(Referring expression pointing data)

□ □ □ □

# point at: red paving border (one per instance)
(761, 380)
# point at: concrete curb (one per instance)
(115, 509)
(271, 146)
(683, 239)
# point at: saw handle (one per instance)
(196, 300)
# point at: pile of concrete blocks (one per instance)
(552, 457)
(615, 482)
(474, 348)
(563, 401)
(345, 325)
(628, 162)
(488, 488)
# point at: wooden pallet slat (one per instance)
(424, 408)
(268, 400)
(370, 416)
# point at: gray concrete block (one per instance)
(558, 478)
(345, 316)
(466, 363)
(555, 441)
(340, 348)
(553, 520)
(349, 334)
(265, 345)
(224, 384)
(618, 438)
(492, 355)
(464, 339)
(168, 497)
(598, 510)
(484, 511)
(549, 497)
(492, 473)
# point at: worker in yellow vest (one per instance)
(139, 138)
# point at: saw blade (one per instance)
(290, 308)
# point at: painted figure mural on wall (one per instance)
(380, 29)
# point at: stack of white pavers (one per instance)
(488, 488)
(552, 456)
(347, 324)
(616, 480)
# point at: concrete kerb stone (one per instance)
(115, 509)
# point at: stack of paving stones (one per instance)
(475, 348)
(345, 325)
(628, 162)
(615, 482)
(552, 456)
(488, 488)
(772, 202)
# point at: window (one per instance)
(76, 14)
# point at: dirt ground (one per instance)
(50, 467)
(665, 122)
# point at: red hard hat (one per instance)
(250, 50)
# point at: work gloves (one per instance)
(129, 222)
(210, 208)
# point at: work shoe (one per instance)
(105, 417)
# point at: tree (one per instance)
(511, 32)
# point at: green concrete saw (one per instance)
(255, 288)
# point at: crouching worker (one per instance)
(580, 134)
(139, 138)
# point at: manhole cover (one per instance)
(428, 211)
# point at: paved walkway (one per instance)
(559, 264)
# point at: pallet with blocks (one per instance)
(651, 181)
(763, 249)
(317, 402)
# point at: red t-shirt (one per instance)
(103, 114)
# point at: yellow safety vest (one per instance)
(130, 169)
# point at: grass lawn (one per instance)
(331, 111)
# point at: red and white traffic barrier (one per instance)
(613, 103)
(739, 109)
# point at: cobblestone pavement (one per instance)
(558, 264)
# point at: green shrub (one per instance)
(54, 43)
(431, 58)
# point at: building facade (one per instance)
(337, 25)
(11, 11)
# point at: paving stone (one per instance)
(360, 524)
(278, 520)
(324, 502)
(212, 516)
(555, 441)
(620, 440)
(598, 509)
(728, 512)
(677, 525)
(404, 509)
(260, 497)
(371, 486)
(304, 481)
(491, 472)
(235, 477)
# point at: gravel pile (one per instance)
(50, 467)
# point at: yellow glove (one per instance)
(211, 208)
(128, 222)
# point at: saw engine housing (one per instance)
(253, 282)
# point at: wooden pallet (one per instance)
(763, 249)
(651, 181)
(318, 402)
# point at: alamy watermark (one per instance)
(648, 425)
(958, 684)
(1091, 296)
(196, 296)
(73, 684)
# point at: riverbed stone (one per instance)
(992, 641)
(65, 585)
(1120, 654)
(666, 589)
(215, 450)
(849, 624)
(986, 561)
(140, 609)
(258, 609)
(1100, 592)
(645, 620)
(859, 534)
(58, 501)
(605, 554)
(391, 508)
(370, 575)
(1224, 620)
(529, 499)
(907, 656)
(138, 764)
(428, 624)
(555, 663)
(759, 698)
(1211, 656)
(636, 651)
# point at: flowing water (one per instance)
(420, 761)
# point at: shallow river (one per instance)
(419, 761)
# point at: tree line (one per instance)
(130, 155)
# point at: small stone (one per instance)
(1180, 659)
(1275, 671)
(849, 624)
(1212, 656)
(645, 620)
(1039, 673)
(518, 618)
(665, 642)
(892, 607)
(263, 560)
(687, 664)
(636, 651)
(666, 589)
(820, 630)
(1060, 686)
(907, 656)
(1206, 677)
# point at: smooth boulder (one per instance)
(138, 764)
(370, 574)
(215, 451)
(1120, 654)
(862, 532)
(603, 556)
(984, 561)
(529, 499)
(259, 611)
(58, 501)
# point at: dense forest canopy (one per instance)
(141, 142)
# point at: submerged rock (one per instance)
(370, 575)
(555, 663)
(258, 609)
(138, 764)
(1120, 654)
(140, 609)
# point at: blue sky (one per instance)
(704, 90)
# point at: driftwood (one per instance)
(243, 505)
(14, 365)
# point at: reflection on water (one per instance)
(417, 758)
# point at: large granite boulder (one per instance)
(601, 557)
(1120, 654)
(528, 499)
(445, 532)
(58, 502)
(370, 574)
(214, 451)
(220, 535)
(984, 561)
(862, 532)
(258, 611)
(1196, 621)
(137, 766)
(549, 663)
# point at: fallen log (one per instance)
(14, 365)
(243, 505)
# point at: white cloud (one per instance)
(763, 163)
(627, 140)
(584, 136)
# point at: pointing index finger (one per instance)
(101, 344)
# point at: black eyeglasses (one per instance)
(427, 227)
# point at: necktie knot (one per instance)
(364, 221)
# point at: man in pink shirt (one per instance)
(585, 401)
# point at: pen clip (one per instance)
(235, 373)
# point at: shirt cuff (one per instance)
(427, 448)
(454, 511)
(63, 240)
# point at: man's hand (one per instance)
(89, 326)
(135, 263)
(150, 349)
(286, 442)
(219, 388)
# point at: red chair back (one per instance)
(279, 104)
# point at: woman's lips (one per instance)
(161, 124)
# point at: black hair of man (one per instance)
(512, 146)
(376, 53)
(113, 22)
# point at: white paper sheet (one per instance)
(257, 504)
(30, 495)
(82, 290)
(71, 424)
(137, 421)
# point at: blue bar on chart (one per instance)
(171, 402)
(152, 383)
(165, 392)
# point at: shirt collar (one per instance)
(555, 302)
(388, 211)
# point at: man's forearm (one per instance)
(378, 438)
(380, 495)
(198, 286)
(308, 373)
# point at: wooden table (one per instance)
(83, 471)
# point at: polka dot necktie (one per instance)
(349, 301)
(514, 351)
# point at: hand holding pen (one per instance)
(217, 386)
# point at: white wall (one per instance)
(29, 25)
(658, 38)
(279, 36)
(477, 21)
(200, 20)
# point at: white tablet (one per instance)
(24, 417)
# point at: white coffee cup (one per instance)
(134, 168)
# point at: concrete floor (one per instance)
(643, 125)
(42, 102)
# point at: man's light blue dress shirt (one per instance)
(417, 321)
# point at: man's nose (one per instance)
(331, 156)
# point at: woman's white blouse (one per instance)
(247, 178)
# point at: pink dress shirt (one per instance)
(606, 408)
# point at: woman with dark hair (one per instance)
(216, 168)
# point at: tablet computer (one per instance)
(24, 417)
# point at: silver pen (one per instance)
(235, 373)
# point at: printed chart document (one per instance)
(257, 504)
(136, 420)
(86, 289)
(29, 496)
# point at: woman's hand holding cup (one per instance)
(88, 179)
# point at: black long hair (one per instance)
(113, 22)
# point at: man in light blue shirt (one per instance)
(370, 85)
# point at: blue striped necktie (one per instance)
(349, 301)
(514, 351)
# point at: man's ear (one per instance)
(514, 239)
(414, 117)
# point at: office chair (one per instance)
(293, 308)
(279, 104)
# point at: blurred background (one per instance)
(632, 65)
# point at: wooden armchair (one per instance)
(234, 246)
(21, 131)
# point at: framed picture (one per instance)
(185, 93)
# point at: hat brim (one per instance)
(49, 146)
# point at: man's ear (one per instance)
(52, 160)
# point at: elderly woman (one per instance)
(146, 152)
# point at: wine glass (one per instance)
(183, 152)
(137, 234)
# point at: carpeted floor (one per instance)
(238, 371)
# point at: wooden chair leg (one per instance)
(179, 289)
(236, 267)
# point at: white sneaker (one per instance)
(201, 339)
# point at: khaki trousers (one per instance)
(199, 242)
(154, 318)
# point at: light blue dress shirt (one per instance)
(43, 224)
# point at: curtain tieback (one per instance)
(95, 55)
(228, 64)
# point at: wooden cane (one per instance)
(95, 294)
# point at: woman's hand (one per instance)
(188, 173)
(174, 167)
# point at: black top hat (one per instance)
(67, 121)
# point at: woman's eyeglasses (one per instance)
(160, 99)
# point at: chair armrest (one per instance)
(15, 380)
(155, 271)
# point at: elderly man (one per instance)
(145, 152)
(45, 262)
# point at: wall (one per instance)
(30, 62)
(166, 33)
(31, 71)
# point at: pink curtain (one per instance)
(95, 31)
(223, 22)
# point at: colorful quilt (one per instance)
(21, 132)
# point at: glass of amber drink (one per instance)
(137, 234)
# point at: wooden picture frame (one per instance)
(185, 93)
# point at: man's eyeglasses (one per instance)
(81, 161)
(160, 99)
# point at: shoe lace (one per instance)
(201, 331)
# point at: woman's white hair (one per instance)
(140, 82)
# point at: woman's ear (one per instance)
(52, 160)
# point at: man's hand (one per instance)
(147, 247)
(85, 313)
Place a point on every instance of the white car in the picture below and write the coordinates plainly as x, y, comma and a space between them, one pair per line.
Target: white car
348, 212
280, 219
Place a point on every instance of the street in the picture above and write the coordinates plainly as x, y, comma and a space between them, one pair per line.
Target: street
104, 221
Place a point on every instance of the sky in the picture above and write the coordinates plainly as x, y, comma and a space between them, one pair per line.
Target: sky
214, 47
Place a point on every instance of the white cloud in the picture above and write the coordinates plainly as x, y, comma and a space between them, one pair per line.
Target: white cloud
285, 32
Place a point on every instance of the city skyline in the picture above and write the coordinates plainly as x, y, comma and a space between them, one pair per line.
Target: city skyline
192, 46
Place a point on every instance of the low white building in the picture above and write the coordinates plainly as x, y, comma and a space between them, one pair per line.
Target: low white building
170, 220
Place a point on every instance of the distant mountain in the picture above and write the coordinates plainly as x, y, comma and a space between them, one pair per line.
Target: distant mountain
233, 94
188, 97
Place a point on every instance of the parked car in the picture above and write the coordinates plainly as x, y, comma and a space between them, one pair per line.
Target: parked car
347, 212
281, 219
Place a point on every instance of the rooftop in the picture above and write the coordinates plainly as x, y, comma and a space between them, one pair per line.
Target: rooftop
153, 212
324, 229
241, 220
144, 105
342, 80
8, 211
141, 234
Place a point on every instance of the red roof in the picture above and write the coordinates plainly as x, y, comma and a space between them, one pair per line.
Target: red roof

□ □ □ □

TASK PROMPT:
From the records above, reproduce exactly the lines from the one with "Target: parked car" to the one with "Place a point on every instance of the rooftop", both included, and no others.

RESULT OF THE EXERCISE:
Target: parked car
347, 212
281, 219
Place a point on every instance of the rooftop in the picture above and write the coordinates plainly as x, y, comma and a space between them, one pair per line.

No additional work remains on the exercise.